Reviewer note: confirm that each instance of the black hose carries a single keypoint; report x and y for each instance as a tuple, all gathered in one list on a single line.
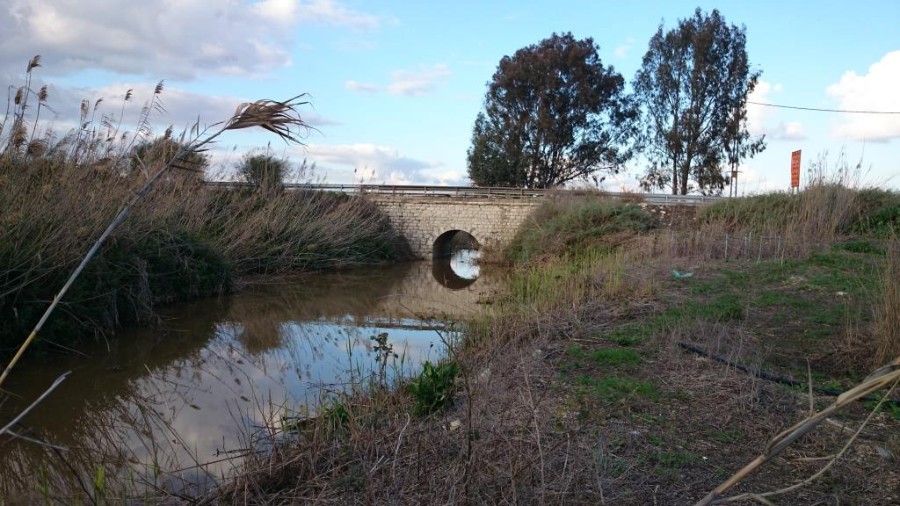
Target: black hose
[(775, 378)]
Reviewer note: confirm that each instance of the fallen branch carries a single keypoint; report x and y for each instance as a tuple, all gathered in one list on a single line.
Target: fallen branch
[(885, 377), (775, 378)]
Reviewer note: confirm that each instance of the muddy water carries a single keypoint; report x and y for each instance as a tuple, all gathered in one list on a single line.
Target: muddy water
[(151, 405)]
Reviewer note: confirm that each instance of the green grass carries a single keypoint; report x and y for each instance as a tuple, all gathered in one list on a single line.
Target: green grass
[(576, 225), (606, 356), (616, 389)]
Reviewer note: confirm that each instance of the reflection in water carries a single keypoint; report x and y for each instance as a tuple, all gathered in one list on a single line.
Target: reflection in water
[(154, 401), (458, 271)]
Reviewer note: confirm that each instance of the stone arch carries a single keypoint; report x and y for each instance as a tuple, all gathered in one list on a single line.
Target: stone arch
[(444, 274), (452, 240)]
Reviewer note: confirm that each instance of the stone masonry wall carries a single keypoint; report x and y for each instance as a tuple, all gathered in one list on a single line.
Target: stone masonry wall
[(493, 222)]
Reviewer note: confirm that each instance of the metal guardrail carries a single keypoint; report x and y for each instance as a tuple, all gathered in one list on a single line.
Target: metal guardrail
[(476, 191)]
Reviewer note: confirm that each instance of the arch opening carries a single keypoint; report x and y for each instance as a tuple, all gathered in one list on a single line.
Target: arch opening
[(453, 241), (455, 259)]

_WHAT IS EXPECTED_:
Copy every line above word for word, leaving out the picture.

_ANSWER_:
Reviewer note: confirm that each instance of the black hose carries a single keypoint; report x and y for each instance as a tuple, all gathered in one list on a single line.
Target: black hose
[(775, 378)]
Reviewer note: confirm that each instance of the fallen branch carries a single keypoint; report x and y for each instance as a tuple, all gathered in one list on a single line.
Target: fallen branch
[(885, 377), (775, 378)]
Reviewer note: confirm that each instance of the muddy water carries a single keypoint; report x and y for each instance as a tuple, all gathered in one list on a single line.
Target: muddy water
[(151, 405)]
Reviewer note: confirm that each instance of the green grass carries a single keypoint; report x and y for each instance as a tuple, all gathered in one list on a single line.
Target: green grass
[(576, 225), (606, 356), (616, 389)]
Reviewer note: confirm that each instance of the reflection in water carries a single keypoint; report x and y for each instance as a tuple, all gathered in one list on a single line.
Target: reflection in water
[(154, 401), (458, 271)]
Reviewer note: confirm that each instance of the stone arch carries a single keypoint; report x and y for each instance as a tuple, all gathered in one list on a single line.
Target: stone arch
[(444, 274), (452, 240)]
Reviewer note: confirm that each instance of the stone masonry wall carries a single keypoint; report x and y for each instance as a tuple, all gathered in one list on a single line.
Target: stone masonry wall
[(493, 222)]
Reviewer note: confirm that each instance of the metal guardrail carries a single keypoint; report x and y for each instance as a tuple, all gathered in one list on a single line.
Target: metal guardrail
[(476, 191)]
Reviewer note: confirm that each instance of the arch opening carries a single keypoint; report x and y for each instance as a tuple, all gathered in one list on a single line.
Target: arch opening
[(453, 241), (455, 259)]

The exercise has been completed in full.